- _PROBLEM REQUIREMENTS_
Copy nothing but the text: repeat each entry exactly and drop the images.

━━━ STORED RECORDS ━━━

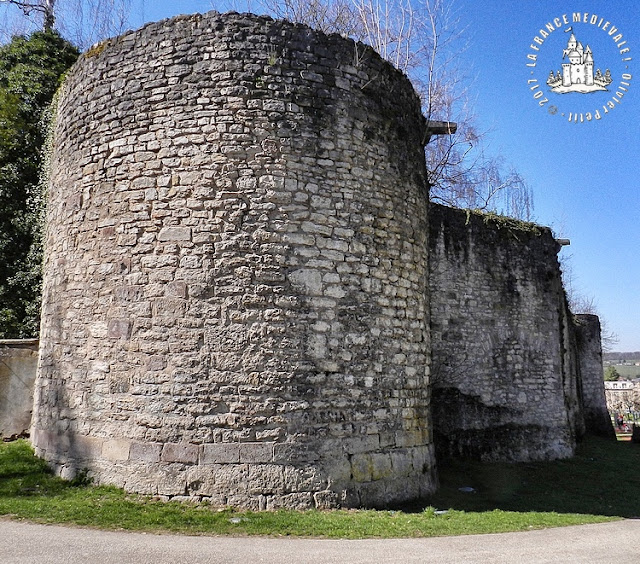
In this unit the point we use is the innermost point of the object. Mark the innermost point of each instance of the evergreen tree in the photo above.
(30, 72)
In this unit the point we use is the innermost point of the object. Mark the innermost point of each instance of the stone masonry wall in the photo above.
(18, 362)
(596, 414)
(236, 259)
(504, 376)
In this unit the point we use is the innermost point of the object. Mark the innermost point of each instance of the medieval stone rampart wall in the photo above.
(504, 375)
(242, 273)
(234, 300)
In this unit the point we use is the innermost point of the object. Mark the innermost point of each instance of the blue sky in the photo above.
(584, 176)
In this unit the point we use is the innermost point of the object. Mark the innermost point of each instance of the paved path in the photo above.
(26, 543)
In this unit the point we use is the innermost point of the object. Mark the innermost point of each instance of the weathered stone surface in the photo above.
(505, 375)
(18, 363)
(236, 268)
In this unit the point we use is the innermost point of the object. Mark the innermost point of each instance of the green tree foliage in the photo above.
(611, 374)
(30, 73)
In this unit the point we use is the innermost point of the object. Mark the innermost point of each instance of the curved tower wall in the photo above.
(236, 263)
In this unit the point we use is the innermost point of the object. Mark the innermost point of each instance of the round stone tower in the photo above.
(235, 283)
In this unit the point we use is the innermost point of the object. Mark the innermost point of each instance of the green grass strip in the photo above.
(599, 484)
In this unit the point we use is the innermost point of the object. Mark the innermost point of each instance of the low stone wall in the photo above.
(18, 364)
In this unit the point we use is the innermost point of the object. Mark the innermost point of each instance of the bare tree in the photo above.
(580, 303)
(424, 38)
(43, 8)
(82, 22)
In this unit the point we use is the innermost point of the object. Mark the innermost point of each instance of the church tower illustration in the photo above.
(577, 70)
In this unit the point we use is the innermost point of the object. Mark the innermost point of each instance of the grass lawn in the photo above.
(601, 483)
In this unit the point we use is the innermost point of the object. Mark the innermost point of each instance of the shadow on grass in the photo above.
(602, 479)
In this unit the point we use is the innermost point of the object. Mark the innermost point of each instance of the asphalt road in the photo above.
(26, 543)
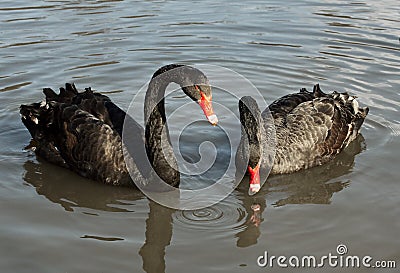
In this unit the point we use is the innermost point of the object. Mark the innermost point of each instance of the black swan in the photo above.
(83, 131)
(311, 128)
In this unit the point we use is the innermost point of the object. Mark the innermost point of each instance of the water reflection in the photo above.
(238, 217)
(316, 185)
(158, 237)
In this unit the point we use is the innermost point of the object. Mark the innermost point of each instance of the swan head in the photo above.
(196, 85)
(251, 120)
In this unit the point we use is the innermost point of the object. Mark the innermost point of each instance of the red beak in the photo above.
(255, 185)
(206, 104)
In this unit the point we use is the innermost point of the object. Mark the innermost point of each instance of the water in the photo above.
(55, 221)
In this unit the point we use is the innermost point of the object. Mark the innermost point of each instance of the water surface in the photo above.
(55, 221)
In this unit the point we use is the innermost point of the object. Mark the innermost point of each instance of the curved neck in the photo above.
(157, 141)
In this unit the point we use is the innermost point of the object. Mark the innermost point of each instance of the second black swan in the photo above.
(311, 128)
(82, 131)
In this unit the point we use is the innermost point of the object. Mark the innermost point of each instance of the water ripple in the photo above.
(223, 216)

━━━

- _OUTPUT OF THE EXERCISE_
In this unit the point we use is the innermost point of the object. Mark the innermost point of each instance of the evergreen tree in the photo above.
(30, 72)
In this unit the point we use is the innermost point of the object. Mark the innermost point of each instance of the stone masonry wall in the photo above.
(18, 362)
(596, 414)
(236, 259)
(504, 376)
In this unit the point we use is the innermost point of the object. Mark the innermost point of each instance of the medieval stone rampart wall in the photo above.
(504, 375)
(242, 273)
(234, 300)
In this unit the point we use is the innermost point of the object. Mark the innermost point of each instance of the blue sky in the photo above.
(584, 176)
In this unit the point we use is the innermost point of the object. Mark the innermost point of each instance of the paved path in the photo above.
(26, 543)
In this unit the point we use is the innermost point of the object. Mark the innermost point of each instance of the weathered stone surface in the photo above.
(505, 375)
(18, 363)
(236, 268)
In this unit the point we use is the innermost point of the object. Mark the innermost point of each instance of the green tree foliage in the photo above.
(611, 374)
(30, 73)
In this unit the point we use is the innermost point of the object. Mark the innermost point of each instance of the curved tower wall in the photo above.
(236, 263)
In this unit the point we use is the innermost point of the object. Mark the innermost point of each instance of the round stone tower in the photo above.
(235, 283)
In this unit the point we use is the innermost point of the object. Mark the innermost point of each instance of the green grass strip in the photo above.
(599, 484)
In this unit the point we use is the innermost point of the object. Mark the innermost point of each instance of the low stone wall in the photo above.
(18, 364)
In this unit the point we use is the innermost point of the object. Mark the innermost point of each instance of the bare tree in the photo above.
(580, 303)
(424, 38)
(43, 8)
(82, 22)
In this unit the point we use is the innermost point of the object. Mark the innermost point of each instance of the church tower illustration in the photo above.
(577, 70)
In this unit the point we use is the innermost point of the object. Mark the innermost point of each instance of the grass lawn in the photo above.
(601, 483)
In this unit the point we use is the innermost point of the object. Mark the innermost point of each instance of the shadow on grass in the photo above.
(602, 479)
In this unit the point we use is the innermost point of the object. Mark the innermost point of each instance of the asphalt road in the photo above.
(26, 543)
In this unit the point we use is the innermost point of the object. Mark the innermost point of each instance of the black swan in the photo above.
(83, 131)
(311, 128)
In this unit the point we use is the innermost point of the object. Mark the innermost point of each instance of the water reflection in the photo above.
(238, 217)
(316, 185)
(158, 237)
In this unit the point we use is the innermost point of the object. Mark the innermost point of each instance of the swan head in the photo above.
(196, 85)
(251, 120)
In this unit the point we use is the innermost point of the object. Mark the innermost point of each instance of the red beak in the photo above.
(255, 185)
(206, 104)
In this unit the point we use is the innermost point of the object. Mark the innermost point of each instance of the water in the photo above.
(55, 221)
In this unit the point we use is the innermost point of the object. Mark the innermost point of each instance of the water surface in the photo above.
(55, 221)
In this unit the point we use is the innermost point of the object. Mark the innermost point of each instance of the curved neck in the photo above.
(157, 141)
In this unit the point we use is the innermost point of the object. Mark the innermost point of each instance of the second black swan in the photo above.
(311, 128)
(82, 131)
In this unit the point we use is the innermost point of the object. Mark the innermost point of each instance of the water ripple in the photo above.
(223, 216)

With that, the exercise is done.